▶ O que se pede
(A) No texto sobre António Nobre, em que cidade ele teve de ir fazer o curso depois de reprovado em Coimbra?
(B) Prolongue o texto sobre António Nobre a partir da última frase.

▶ Trecho do texto
Acrescente-se a estes motivos de desgosto pela existência ainda uma outra
condição, também fatal na maioria dos verdadeiros Artistas. O aparecimento de
antimonias, umas vezes entre a sua saúde e a sua ânsia de correr aventuras,
esta forte, aquela débil, outras vezes, as mais, entre o espírito suave e cheio
de requintes que lhes abala o peito e a sociedade em que o seu destino os põe a
viver. E começa então, feroz, despedaçadoramente, o pleito entre os
contendores, pleito que finda sempre pela derrota sangrenta dos Artistas, que
na sua especial natureza de ser encontram, não um auxiliar, mas sim um inimigo
mais a corroer-lhes o aço das suas cotas de armas, pouco a pouco rendendo os
inermes e exaustos à truculência do inimigo externo. Esteve António Nobre
sujeito a esta condição, todos o sabem. Paradoxalmente, mesmo os da sua roda,
literatos como ele, que se sentiam atrair irresistivelmente pela originalidade
do seu talento, não deixavam de acidular com despeito e inveja a sua admiração.
Em
Coimbra, os lentes reprovaram-no dois anos e os condiscípulos regozijaram-se
sem rebuço com estes seus desastres nos estudos oficiais.
Teve
de desertar e ir fazer o curso a Paris, E foi sempre assim, enquanto em vida,
por toda a parte onde passou. Queriam ajustá-lo à craveira vulgar, Excedia-a?
Apedrejavam-no. Faziam-lhe pagar caro o prestígio do seu estro, o encanto que
de si emanava, o poder pessoal de que impregnava todos à volta.
Por
isso, ainda os que mais ou menos com ele tinham afinidades, não hesitaram em bandear-se
com o vulgo, para a vingativa conjura. Sabendo-o ávido de companhias
reverentes, afastaram-se dele, fizeram-lhe em torno o vácuo e o silêncio, no
intento criminoso de o matarem à míngua desse sagrado pão que era indispensável
à sua alma a simpatia. E conseguiram-no.

Entradas guardadas:

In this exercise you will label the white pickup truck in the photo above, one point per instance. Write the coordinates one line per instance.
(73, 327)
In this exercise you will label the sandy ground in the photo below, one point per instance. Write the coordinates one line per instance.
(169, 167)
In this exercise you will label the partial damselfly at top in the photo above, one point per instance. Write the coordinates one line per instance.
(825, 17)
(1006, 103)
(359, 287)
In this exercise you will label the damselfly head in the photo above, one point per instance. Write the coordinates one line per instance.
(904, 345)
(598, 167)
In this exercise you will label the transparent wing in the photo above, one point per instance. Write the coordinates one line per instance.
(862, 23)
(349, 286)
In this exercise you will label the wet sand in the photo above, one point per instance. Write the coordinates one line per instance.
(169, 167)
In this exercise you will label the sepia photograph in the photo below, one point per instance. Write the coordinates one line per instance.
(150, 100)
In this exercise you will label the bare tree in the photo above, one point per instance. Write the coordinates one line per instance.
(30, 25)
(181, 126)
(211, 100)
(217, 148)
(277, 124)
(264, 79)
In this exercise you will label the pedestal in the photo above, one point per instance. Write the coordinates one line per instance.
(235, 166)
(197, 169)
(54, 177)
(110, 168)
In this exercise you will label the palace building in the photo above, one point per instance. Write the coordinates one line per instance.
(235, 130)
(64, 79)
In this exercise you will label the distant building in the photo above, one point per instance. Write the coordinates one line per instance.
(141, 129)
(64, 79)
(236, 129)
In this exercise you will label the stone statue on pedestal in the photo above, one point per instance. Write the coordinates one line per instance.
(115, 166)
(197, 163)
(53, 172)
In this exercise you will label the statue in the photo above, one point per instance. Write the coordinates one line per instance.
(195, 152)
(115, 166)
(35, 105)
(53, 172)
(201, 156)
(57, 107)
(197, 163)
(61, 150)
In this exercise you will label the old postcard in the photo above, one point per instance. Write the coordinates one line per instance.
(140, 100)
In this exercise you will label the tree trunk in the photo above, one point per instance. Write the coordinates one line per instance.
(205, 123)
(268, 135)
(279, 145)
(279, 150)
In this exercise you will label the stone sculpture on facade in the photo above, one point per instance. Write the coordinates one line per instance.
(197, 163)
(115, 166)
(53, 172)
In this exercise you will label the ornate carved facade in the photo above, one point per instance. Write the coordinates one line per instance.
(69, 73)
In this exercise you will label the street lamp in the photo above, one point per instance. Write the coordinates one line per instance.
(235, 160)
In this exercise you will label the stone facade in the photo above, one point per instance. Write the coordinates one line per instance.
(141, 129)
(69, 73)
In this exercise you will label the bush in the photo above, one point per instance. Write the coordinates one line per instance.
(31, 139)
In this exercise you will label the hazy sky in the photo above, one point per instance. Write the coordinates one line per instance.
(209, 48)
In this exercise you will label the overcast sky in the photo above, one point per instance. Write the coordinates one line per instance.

▶ Respostas por tarefa
(A) Em Paris.

(B)
Couraçava-o
ferreamente o orgulho, mas a violência dos ataques excedia a fortaleza da
couraça. Num dado momento sentiu-se perdido, derrotado, sem um arrimo sequer,
louco
Sebastião
batalhando entre a chusma de infiéis, apenas seguido do seu agoirento aio, o
tédio.
Nem
uma das suas quimeras soubera persistir em acompanhá-lo até a morte,
denodadamente. Transidas de cobardia, deixaram-no, a distância bastante da
linha de batalha. E quase o viram cair, trespassado, exangue, sem soltarem
piedosamente um grito, um ai, um soluço. Até o Amor, o condestável dos Poetas,
se rendeu bem cedo. Culpa de Anto? Talvez. Quis demais.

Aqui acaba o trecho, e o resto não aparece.